### GIVEN INSTRUCTION 1
List every kind of classifier that the Naive Bayes exercise text mentions by name.
### GIVEN INSTRUCTION 2
Carry on the Naive Bayes exercise text past its final sentence.

Go to: LING 1330/2330 home page  

Exercise 6: Boy or Girl? Movie Good or Bad?

The goal of this exercise is to learn how to build a Naive Bayes classifier. The NLTK has two examples: Name gender classifier and Movie review classifier. In IDLE shell, complete building the models by trying out the code examples.

Name gender classifier

Build a name gender classifier described in NLTK book section: 1.1 "Gender Identification". (Note: You can skip section 1.2 "Choosing the right features".) Additionally, reference my saved shell session. Details:
  1. The book dives right into model making, but as always, you should start out by exploring your data source. That's what I was doing in today's class: don't skip this fun part!
  2. The book section and my saved shell session are essentially accomplishing the same thing, but (1) the book provides a narrated explanation along the way which is helpful, and (2) my shell session breaks down the process into smaller chunks, so it might be easier for you to understand.

Shape boundary entries
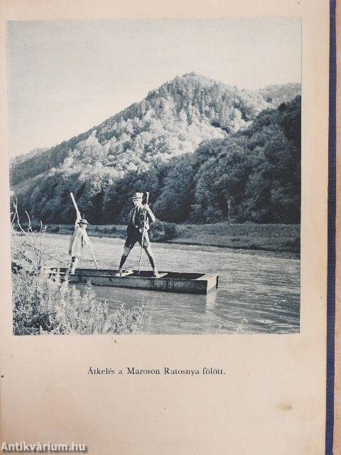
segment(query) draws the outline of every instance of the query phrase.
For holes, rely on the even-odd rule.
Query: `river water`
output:
[[[50,252],[67,255],[70,236],[46,235]],[[100,268],[117,269],[124,240],[92,237]],[[300,260],[294,255],[153,243],[159,270],[217,273],[216,292],[206,296],[93,287],[113,309],[121,304],[146,306],[143,331],[148,333],[288,333],[299,331]],[[140,248],[125,268],[136,269]],[[80,267],[92,267],[85,248]],[[66,255],[64,257],[66,257]],[[150,269],[144,252],[142,269]]]

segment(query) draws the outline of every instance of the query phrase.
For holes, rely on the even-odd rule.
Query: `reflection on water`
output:
[[[48,246],[67,250],[68,236],[48,235]],[[101,268],[117,268],[124,241],[92,239]],[[153,244],[159,269],[218,273],[219,287],[208,296],[94,287],[112,309],[146,306],[144,331],[149,333],[271,333],[299,331],[300,261],[293,255],[216,247]],[[87,252],[81,267],[92,267]],[[136,268],[139,249],[126,268]],[[143,268],[149,269],[144,256]]]

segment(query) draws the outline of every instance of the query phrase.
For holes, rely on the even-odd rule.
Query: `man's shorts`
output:
[[[126,242],[124,243],[124,247],[128,247],[129,248],[132,248],[136,242],[139,242],[140,245],[141,245],[142,241],[142,234],[139,232],[138,229],[134,229],[130,233],[130,235],[126,237]],[[144,248],[146,248],[147,247],[151,246],[151,242],[149,240],[149,236],[148,235],[148,232],[146,230],[144,232]]]

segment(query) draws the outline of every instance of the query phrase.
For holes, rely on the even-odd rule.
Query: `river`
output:
[[[91,237],[100,268],[117,269],[124,240]],[[70,236],[46,235],[50,252],[67,253]],[[289,333],[300,328],[300,259],[290,253],[153,243],[159,270],[217,273],[219,287],[209,296],[93,287],[113,309],[124,304],[146,306],[148,333]],[[140,248],[125,268],[136,269]],[[66,256],[65,256],[66,257]],[[92,267],[85,251],[80,267]],[[142,269],[150,269],[144,252]]]

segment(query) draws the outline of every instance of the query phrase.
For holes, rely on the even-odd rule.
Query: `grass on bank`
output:
[[[81,293],[58,277],[12,273],[14,335],[127,334],[141,331],[143,308],[110,311],[97,300],[91,284]]]
[[[126,226],[90,225],[90,235],[124,238]],[[72,225],[49,225],[47,232],[71,234]],[[153,242],[202,245],[229,248],[300,252],[300,225],[228,224],[175,225],[157,220],[150,234]]]

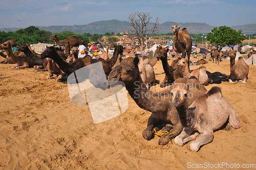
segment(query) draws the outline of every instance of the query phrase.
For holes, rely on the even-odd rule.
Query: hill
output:
[[[153,25],[153,22],[149,23]],[[165,34],[173,32],[172,26],[180,25],[180,29],[186,28],[188,32],[191,33],[208,33],[211,32],[214,27],[205,23],[198,22],[175,22],[167,21],[159,24],[161,30],[159,34]],[[100,21],[92,22],[83,25],[74,26],[52,26],[49,27],[36,26],[39,30],[49,31],[52,33],[60,32],[63,31],[70,31],[75,33],[90,33],[103,34],[106,32],[114,32],[118,33],[122,32],[122,29],[125,27],[129,27],[128,22],[126,21],[120,21],[116,19],[110,20]],[[238,26],[231,27],[236,30],[241,30],[243,33],[256,33],[256,23],[246,25],[244,26]],[[0,31],[14,32],[18,30],[18,28],[3,28],[1,29]]]

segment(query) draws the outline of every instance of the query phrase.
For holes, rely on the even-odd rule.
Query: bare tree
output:
[[[125,28],[123,31],[127,32],[130,38],[131,35],[135,36],[134,38],[138,39],[139,44],[141,45],[141,49],[143,50],[143,45],[146,40],[146,33],[151,34],[158,33],[159,30],[159,19],[157,18],[156,22],[153,26],[149,26],[149,22],[152,18],[150,13],[137,12],[134,14],[129,14],[128,22],[132,26],[131,28]]]

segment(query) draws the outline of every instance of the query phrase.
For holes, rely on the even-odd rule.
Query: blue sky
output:
[[[256,23],[255,0],[2,1],[0,28],[73,26],[150,13],[154,22],[203,22],[228,27]],[[18,21],[20,20],[20,21]]]

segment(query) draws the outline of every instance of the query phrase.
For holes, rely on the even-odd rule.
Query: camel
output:
[[[191,73],[189,73],[187,64],[187,59],[182,58],[179,61],[177,65],[181,68],[182,77],[189,78],[190,77],[195,76],[198,80],[199,83],[206,85],[208,84],[208,75],[206,74],[206,68],[204,66],[201,66],[196,68]]]
[[[103,58],[105,60],[108,60],[110,59],[109,57],[109,47],[107,46],[106,48],[106,52],[103,52],[102,54],[99,54],[99,57]]]
[[[174,85],[171,91],[173,104],[176,108],[184,129],[175,137],[175,143],[183,146],[196,139],[190,145],[191,151],[197,152],[201,146],[214,139],[214,131],[220,129],[228,120],[234,129],[240,127],[237,112],[228,100],[222,95],[221,89],[213,87],[205,94],[198,96],[189,106],[187,102],[188,90],[186,85]]]
[[[0,48],[6,50],[6,54],[17,64],[11,68],[23,69],[32,67],[35,63],[27,57],[24,53],[20,53],[17,56],[12,53],[12,46],[9,41],[6,41],[0,45]]]
[[[14,55],[15,55],[16,56],[18,56],[18,53],[14,52]],[[0,49],[0,56],[1,56],[2,57],[5,58],[2,61],[0,61],[0,63],[3,63],[3,64],[14,64],[14,63],[15,63],[14,62],[13,62],[13,61],[12,60],[12,59],[10,57],[9,57],[8,55],[5,55],[3,53],[2,49]]]
[[[56,35],[52,36],[52,38],[56,43],[56,45],[59,46],[65,46],[65,42],[69,42],[69,47],[72,48],[73,46],[78,47],[80,45],[82,44],[82,42],[76,36],[66,38],[63,41],[59,42],[58,38]]]
[[[249,66],[244,62],[243,57],[240,57],[237,64],[235,64],[237,52],[237,51],[233,50],[229,51],[230,75],[228,81],[229,83],[236,83],[238,81],[242,83],[246,83],[249,73]]]
[[[138,65],[139,62],[137,56],[135,58],[130,57],[122,60],[121,64],[110,73],[108,83],[110,86],[113,86],[119,81],[123,82],[130,96],[138,106],[152,113],[148,118],[147,128],[142,132],[142,136],[146,140],[149,140],[154,137],[155,132],[154,129],[156,131],[161,129],[159,125],[162,122],[166,124],[162,130],[169,132],[163,135],[159,140],[159,144],[165,145],[179,134],[183,128],[178,112],[173,107],[170,95],[172,87],[170,86],[159,92],[149,90],[140,77]],[[180,78],[176,82],[187,83],[189,86],[189,91],[193,94],[191,98],[188,99],[190,103],[207,91],[203,85],[197,83],[195,79]],[[173,125],[173,129],[170,131],[170,124]]]
[[[138,66],[141,79],[146,88],[149,89],[148,84],[155,83],[156,80],[154,68],[150,64],[149,57],[146,55],[142,55]]]
[[[218,65],[219,65],[219,61],[220,61],[221,54],[220,54],[220,53],[218,51],[216,48],[211,48],[210,51],[210,56],[211,58],[212,58],[212,63],[214,63],[214,59],[215,58],[215,63],[217,63],[218,60]]]
[[[174,43],[173,43],[174,53],[176,59],[178,58],[178,53],[182,54],[181,58],[185,58],[186,53],[187,53],[187,66],[189,70],[189,60],[192,50],[192,40],[185,28],[183,28],[180,32],[179,32],[179,29],[180,26],[173,26],[174,33]]]
[[[167,53],[168,50],[165,50],[161,45],[157,47],[154,58],[160,59],[162,61],[163,68],[165,73],[165,77],[163,82],[160,83],[162,88],[167,86],[169,82],[173,82],[175,80],[180,77],[179,68],[177,66],[177,63],[181,59],[180,58],[173,61],[170,66],[167,60]]]
[[[46,58],[46,59],[48,62],[47,70],[48,70],[48,75],[46,77],[47,79],[57,78],[54,76],[53,74],[55,74],[59,79],[62,79],[66,76],[66,74],[59,69],[58,65],[51,58]]]
[[[228,81],[229,77],[218,71],[211,73],[206,70],[206,74],[208,75],[208,83],[209,84],[221,84],[222,82]]]
[[[47,60],[45,59],[41,59],[38,58],[40,55],[35,52],[32,52],[30,45],[23,44],[16,46],[16,49],[24,53],[27,57],[31,60],[35,64],[34,66],[34,71],[47,71]]]
[[[198,65],[200,65],[200,64],[208,64],[208,62],[205,61],[205,60],[202,59],[200,60],[198,60],[197,61],[197,64]]]

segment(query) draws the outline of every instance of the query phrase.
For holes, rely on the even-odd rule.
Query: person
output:
[[[92,44],[89,43],[87,45],[88,45],[88,55],[91,56],[91,57],[93,57],[93,48],[92,46]]]
[[[86,57],[86,47],[83,45],[83,44],[80,45],[78,46],[78,48],[77,50],[79,51],[79,53],[78,54],[78,58]]]
[[[94,52],[93,53],[93,55],[94,57],[93,57],[93,59],[98,59],[99,58],[99,54],[97,52]]]
[[[193,64],[192,64],[192,65],[197,65],[198,64],[195,61],[194,61]]]

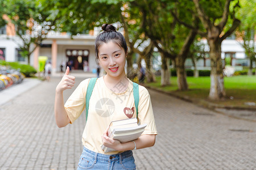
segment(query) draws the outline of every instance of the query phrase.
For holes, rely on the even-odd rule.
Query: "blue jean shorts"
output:
[[[133,151],[114,155],[94,152],[84,147],[77,165],[81,169],[136,169]]]

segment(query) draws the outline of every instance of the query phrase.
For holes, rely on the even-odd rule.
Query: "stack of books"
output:
[[[147,124],[138,125],[137,118],[112,121],[108,131],[108,137],[118,140],[121,143],[129,142],[138,139],[146,126]],[[103,144],[101,148],[105,153],[115,151]]]

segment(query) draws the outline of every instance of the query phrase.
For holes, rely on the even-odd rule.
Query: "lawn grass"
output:
[[[170,86],[162,87],[160,77],[157,76],[156,82],[146,84],[164,91],[171,92],[176,95],[203,99],[225,105],[245,106],[245,103],[256,103],[256,76],[254,75],[225,77],[224,87],[226,96],[220,101],[210,101],[208,99],[210,86],[209,76],[187,77],[189,90],[184,91],[179,90],[176,77],[171,77],[170,80]]]

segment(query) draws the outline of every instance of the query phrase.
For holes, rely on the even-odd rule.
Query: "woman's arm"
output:
[[[70,122],[63,101],[63,91],[71,89],[75,84],[75,77],[68,75],[69,73],[69,68],[67,67],[65,75],[56,88],[54,112],[56,123],[59,128],[64,127]]]
[[[126,143],[121,143],[118,140],[115,140],[108,137],[108,129],[105,131],[102,137],[102,143],[105,146],[115,149],[117,151],[122,151],[127,150],[133,150],[135,147],[134,143],[133,141]],[[155,144],[155,135],[146,134],[141,135],[139,138],[134,140],[136,143],[136,149],[141,149],[146,147],[151,147]]]

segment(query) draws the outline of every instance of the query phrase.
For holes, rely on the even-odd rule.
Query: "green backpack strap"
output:
[[[137,114],[137,117],[138,118],[138,107],[139,107],[139,85],[133,82],[133,97],[134,97],[134,103],[136,108],[136,113]]]
[[[90,96],[92,96],[92,93],[94,87],[95,83],[96,83],[97,78],[92,78],[90,79],[90,82],[89,83],[88,87],[87,87],[86,95],[85,97],[85,107],[86,110],[86,121],[87,117],[88,116],[88,109],[89,109],[89,103],[90,101]]]

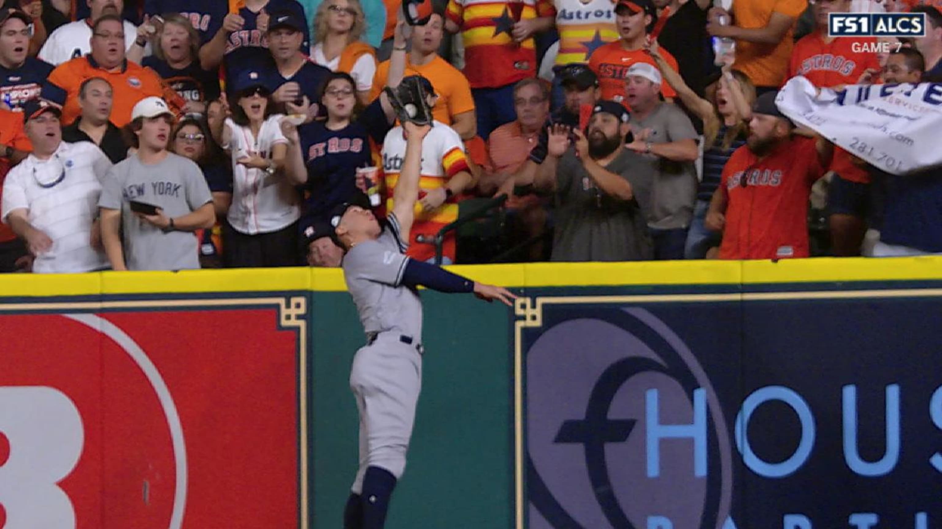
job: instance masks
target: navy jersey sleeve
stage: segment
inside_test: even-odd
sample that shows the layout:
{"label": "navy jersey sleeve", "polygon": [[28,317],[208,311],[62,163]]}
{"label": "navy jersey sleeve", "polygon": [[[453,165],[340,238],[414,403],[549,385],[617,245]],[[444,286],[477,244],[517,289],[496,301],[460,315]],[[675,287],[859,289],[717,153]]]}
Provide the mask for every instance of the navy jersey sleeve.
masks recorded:
{"label": "navy jersey sleeve", "polygon": [[366,129],[366,133],[377,145],[382,145],[386,133],[393,128],[393,124],[386,119],[386,113],[382,110],[380,98],[373,100],[373,103],[364,109],[358,121]]}

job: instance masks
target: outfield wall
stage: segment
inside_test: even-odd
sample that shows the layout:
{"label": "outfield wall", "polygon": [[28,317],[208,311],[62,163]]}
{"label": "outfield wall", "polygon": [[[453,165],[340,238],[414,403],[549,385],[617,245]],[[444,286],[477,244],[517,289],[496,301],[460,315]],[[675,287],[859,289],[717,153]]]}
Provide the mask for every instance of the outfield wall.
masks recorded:
{"label": "outfield wall", "polygon": [[[454,269],[522,297],[423,292],[391,529],[942,523],[942,259]],[[341,526],[339,271],[2,276],[0,335],[0,527]]]}

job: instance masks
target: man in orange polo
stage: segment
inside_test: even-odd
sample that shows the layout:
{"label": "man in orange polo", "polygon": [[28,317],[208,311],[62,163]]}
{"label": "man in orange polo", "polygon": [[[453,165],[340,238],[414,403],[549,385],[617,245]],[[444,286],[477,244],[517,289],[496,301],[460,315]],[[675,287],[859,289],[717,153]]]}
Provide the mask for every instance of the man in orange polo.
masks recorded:
{"label": "man in orange polo", "polygon": [[[3,198],[3,181],[7,173],[32,150],[33,146],[23,131],[23,114],[0,108],[0,199]],[[0,273],[28,268],[28,257],[29,252],[23,240],[9,226],[0,222]]]}
{"label": "man in orange polo", "polygon": [[[102,77],[111,84],[114,105],[111,122],[122,127],[131,120],[131,109],[149,96],[166,97],[167,90],[154,71],[124,57],[124,28],[117,15],[104,15],[91,30],[91,53],[67,61],[53,70],[42,87],[42,99],[62,106],[62,124],[71,124],[82,114],[78,92],[90,77]],[[175,92],[173,92],[175,94]],[[179,95],[169,101],[171,107],[183,107]]]}
{"label": "man in orange polo", "polygon": [[[654,58],[644,51],[648,34],[657,23],[658,11],[651,0],[619,0],[615,6],[615,26],[621,38],[601,46],[589,57],[589,68],[598,76],[602,99],[617,101],[626,107],[625,81],[628,68],[638,62],[657,68]],[[663,48],[660,55],[672,68],[679,71],[674,56]],[[661,85],[660,93],[668,101],[677,95],[667,83]]]}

### EXERCISE OUTPUT 1
Naive Bayes classifier, Name gender classifier, Movie review classifier

### EXERCISE OUTPUT 2
  3. Another difference: my shell session uses two features (first character, last character) while the book section uses just one.
  4. You don't have to replicate BOTH sets of code in your shell. Recommendation: follow my shell session, but refer to the NLTK book for explanation of the process.

Movie review sentiment analysis

Try out document classification on movie reviews by following this NLTK Book section. Since we are dealing with positive/negative opinions on movies, this task is a form of sentiment analysis. Details:
  1. Start out by exploring the movie reviews corpus and familiarizing yourself, which the book didn't do. Find out how big the corpus is, how many reviews there are, and how many of them are positive/negative. Take a look at a positive (or negative) review to get a concrete sense of the content.
  2. You will notice the code in the book is pretty dense with lots of list comprehension. If you find a code block confusing, focus instead on the end result: what the newly built data object looks like, and how it's structured.
  3. Because of random shuffling, your "most informative features" list might not look exactly like what's shown in the book. So, don't be alarmed if Mr. Matt Damon is missing from your list. Don't stop at top 5 features: try 20 or more.
  4. If you're done with what's in the book, it's time to try something new. See how the classifier classifies this short and fake movie review.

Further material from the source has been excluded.